• TEXT SECTION
****************************************

1. Tuple-at-a-time insertion. Treat the build as N ordinary index inserts: scan the heap, and for each live row call the structure’s insert(key, tid). Correct and simple, but pessimal — every insert walks the tree from the root, splits pages as it goes, and dirties interior nodes out of order. The B+-tree ends up sparsely packed (each leaf roughly half-full after random splits) and the build does O(N log N) random page touches.

2. Bulk loading. DSC §14.4.1 and the “bulk loader” discussion (§14.x) describe the production technique: sort all (key, tid) pairs once, then append them into leaf pages in sorted order, packing each leaf to a high fill factor and building the interior levels bottom-up. The textbook’s verdict on why this matters:

“Most relational database products have special ‘bulk loader’ utilities to insert a large number of records efficiently … sorting the entries and inserting them in sorted order … results in a much more efficient index construction.” (DSC, bulk-loading discussion)

****************************************

• DATASET CONTENT
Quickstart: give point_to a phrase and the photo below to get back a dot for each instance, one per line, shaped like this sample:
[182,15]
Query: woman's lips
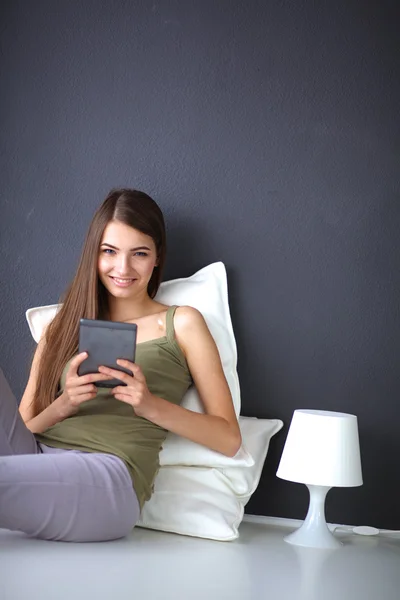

****************************************

• TASK A
From the passage on building B+-tree indexes, list the steps of the bulk-loading technique in the order it gives them.
• TASK B
Please write the next part of the passage on building B+-tree indexes, picking up after the quoted textbook verdict.

• FINAL RESULT A
1. Sort all (key, tid) pairs once.
2. Append them into leaf pages in sorted order.
3. Pack each leaf to a high fill factor.
4. Build the interior levels bottom-up.

• FINAL RESULT B
Bulk loading turns O(N log N) random I/O into one sort plus a sequential write, and it produces a dense tree — better cache behaviour and fewer pages for the lifetime of the index. PostgreSQL’s B-tree ambuild (btbuild_bt_load) is exactly a bulk loader: scan, tuplesort, then write packed leaves left-to-right.

The second theoretical axis is concurrency of the build itself. A naïve build must freeze the table — no writes — for the entire scan, sort, and write, which on a large table can mean minutes or hours of blocked DML. The literature on online / non-blocking index construction (the same lineage that produced concurrent B-tree algorithms — Lehman & Yao 1981, “Efficient Locking for Concurrent Operations on B-Trees”; and online schema-change work) asks: can we build an index while the table keeps accepting inserts, updates, and deletes? The difficulty is a moving target. While we scan, other transactions add rows the scan never saw and delete rows we already indexed. An online build must (a) capture a consistent baseline, (b) ensure concurrent writers start maintaining the new index before we finish, and (c) reconcile the gap — the rows that changed between baseline and the moment writers joined in. PostgreSQL’s CREATE INDEX CONCURRENTLY is a concrete protocol for exactly this, and the bulk of this document traces it.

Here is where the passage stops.